═════ SOURCE DATA ═════
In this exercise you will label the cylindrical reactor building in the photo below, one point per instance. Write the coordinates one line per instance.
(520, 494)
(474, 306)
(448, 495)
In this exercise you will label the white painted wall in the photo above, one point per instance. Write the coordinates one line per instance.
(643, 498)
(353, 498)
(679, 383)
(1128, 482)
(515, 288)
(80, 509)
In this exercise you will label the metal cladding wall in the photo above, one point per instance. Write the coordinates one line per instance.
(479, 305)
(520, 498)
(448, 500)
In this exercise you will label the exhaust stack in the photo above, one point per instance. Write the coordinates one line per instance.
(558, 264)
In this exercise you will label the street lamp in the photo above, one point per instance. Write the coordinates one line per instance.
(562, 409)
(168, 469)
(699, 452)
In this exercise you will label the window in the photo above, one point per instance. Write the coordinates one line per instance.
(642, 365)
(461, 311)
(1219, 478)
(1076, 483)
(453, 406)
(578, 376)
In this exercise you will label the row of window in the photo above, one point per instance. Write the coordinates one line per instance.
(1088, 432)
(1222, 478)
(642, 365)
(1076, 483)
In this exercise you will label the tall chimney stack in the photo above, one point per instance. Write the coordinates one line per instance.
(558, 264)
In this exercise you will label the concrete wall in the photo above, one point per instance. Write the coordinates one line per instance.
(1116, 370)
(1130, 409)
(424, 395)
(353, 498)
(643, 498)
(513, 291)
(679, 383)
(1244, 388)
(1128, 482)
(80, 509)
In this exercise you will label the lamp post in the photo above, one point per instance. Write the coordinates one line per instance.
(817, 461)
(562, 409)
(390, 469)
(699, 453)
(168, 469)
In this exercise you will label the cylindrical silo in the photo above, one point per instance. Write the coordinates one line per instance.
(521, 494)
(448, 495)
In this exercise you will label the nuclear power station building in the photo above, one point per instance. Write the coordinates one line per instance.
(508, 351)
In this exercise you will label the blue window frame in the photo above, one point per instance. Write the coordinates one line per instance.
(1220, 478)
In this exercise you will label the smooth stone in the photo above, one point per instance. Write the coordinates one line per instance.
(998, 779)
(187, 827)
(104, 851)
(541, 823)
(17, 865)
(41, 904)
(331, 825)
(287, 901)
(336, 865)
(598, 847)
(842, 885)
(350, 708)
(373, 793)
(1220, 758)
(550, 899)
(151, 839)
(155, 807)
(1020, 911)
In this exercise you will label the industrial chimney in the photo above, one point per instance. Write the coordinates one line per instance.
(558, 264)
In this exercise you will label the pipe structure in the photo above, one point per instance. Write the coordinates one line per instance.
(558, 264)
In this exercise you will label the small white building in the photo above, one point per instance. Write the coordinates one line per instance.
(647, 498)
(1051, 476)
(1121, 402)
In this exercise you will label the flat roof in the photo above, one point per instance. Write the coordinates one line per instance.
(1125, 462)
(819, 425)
═════
INSTRUCTIONS FOR THE TASK: Every record above needs to be repeated word for word.

YOUR RESPONSE:
In this exercise you will label the cylindrical reactor building in the photo below, one point per instance. Write the coordinates one line per instance.
(520, 494)
(474, 306)
(448, 495)
In this exercise you will label the white painted wall in the photo above, one point per instance. Write the coordinates one line per instance.
(643, 498)
(353, 498)
(679, 383)
(1128, 482)
(515, 288)
(80, 509)
In this exercise you will label the metal cladding wall in the photo above, one point per instance. Write the coordinates one line per instance.
(479, 305)
(520, 498)
(448, 500)
In this exercise you will label the exhaust stack in the photo above, one point per instance. Write the coordinates one line per instance.
(558, 264)
In this exercise you will label the street lamp in the photo above, one point per instance. Write the coordinates one line per instance.
(562, 409)
(168, 469)
(699, 452)
In this exercise you will label the window in the photo above, one point per instance. Write the coordinates one line per instance.
(642, 365)
(461, 311)
(1219, 478)
(1076, 483)
(453, 406)
(578, 376)
In this exercise you will label the row of window in the photo above, one point per instance. Write the coordinates one line per instance.
(1088, 432)
(1222, 478)
(642, 365)
(1076, 483)
In this exercise you will label the tall chimney stack in the photo above, one point per instance. Write the coordinates one line per instance.
(558, 264)
In this exercise you will label the concrete wall in the photo above, one point per instance. Write the coordinates one line per instance.
(1116, 370)
(1130, 409)
(424, 395)
(353, 498)
(643, 498)
(513, 291)
(679, 383)
(1244, 388)
(1128, 482)
(80, 509)
In this exercise you will label the lamp post in the photo above, one point per instance. Write the coordinates one line per instance.
(817, 461)
(562, 409)
(390, 469)
(699, 453)
(168, 469)
In this exercise you will label the cylindrical silo in the photo above, one point per instance. Write the coordinates one line per instance.
(521, 494)
(448, 495)
In this exercise you will label the nuclear power station building in the photo above, one point per instance. Write the coordinates one line per instance.
(508, 351)
In this exercise you will label the blue window frame in the photo above, one point per instance. Write the coordinates one line per instance.
(1220, 478)
In this exercise you will label the smooth stone in the photo above, one point per instance. Write the coordinates one line per instance.
(998, 779)
(187, 827)
(104, 851)
(541, 823)
(17, 865)
(41, 904)
(331, 825)
(287, 901)
(336, 865)
(598, 847)
(842, 885)
(350, 708)
(373, 793)
(1220, 758)
(550, 899)
(151, 839)
(155, 807)
(1020, 911)
In this exercise you will label the industrial chimney in the photo above, one point per instance. Write the coordinates one line per instance.
(558, 264)
In this exercise you will label the pipe structure in the photo above, one point per instance. Write the coordinates one line per instance.
(558, 264)
In this exercise you will label the small white building in the photo above, one point per instance. Write the coordinates one line per instance.
(647, 498)
(1051, 476)
(1121, 402)
In this exercise you will label the flat roof in the photo above, one point per instance. Write the coordinates one line per instance.
(1125, 462)
(819, 425)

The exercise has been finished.